__Aim of the task__.
Retype the following records line for line, keeping every character unchanged.

(Source data)
--
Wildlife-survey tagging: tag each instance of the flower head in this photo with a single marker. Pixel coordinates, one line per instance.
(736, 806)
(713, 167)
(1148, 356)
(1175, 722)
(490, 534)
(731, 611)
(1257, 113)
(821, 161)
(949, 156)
--
__Answer to the task__.
Wildlife-survey tagging: tag each instance of the flower head in this photo with a single marker. Pixel coordinates, one line per instance.
(736, 806)
(713, 167)
(1148, 356)
(1175, 722)
(490, 534)
(731, 611)
(1257, 113)
(821, 161)
(949, 156)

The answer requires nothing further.